In the article about the Alchi monastery, list every color or pigment named for painting the small seated Buddhas on the temple's walls.

— Document text —
◇ ◇ ◇
Glimpses of the Lost World of Alchi
Threatened Buddhist art at a 900-year-old monastery high in the Indian Himalayas sheds light on a fabled civilization
The wood-framed door is tiny, as if intended for a Hobbit, and after I duck through it into the gloomy interior—dank and perfumed with the saccharine scent of burnt butter oil and incense—my eyes take a while to adjust. It takes my mind even longer to register the scene before me.
Mesmerizing colored patterns scroll across the wood beams overhead; the temple’s walls are covered with hundreds of small seated Buddhas, finely painted in ocher, black, green, azurite and gold. At the far end of the room, towering more than 17 feet high, stands an unblinking figure, naked to the waist, with four arms and a gilded head topped with a spiked crown. It’s a painted statue of the Bodhisattva Maitreya, a messianic being of Tibetan Buddhism come to bring enlightenment to the world. Two hulking statues, one embodying compassion and the other wisdom, stand in niches on side walls, attended by garishly colored sculptures depicting flying goddesses and minor deities. Each massive figure wears a dhoti, a kind of sarong, embellished with minutely rendered scenes from the life of Buddha.
◇ ◇ ◇
Entries on locating named things:
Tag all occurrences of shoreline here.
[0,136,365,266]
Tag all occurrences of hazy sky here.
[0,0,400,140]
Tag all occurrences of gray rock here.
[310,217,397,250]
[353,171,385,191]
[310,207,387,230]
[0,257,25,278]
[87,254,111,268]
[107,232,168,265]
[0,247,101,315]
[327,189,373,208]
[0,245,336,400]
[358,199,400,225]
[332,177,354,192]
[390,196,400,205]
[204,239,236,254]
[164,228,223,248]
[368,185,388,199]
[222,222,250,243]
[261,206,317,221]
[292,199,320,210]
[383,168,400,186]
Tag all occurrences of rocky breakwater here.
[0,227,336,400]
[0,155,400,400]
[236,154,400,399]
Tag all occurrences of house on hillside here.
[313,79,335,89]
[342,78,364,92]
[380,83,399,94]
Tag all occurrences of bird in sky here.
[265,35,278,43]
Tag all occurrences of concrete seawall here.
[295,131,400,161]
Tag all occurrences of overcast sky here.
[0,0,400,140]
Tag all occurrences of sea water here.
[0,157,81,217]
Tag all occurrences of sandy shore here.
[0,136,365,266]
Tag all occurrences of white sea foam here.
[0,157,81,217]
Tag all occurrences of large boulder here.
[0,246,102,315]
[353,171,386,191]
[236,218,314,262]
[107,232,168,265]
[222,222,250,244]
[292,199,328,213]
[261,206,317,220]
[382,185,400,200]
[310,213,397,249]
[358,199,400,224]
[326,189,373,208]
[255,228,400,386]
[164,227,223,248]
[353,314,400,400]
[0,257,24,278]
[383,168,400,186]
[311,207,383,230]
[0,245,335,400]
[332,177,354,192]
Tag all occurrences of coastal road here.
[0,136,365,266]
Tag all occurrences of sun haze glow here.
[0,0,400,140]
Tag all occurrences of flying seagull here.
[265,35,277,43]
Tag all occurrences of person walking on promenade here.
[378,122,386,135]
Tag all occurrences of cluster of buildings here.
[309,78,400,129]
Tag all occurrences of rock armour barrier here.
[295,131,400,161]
◇ ◇ ◇
— Task response —
Ocher, black, green, azurite and gold.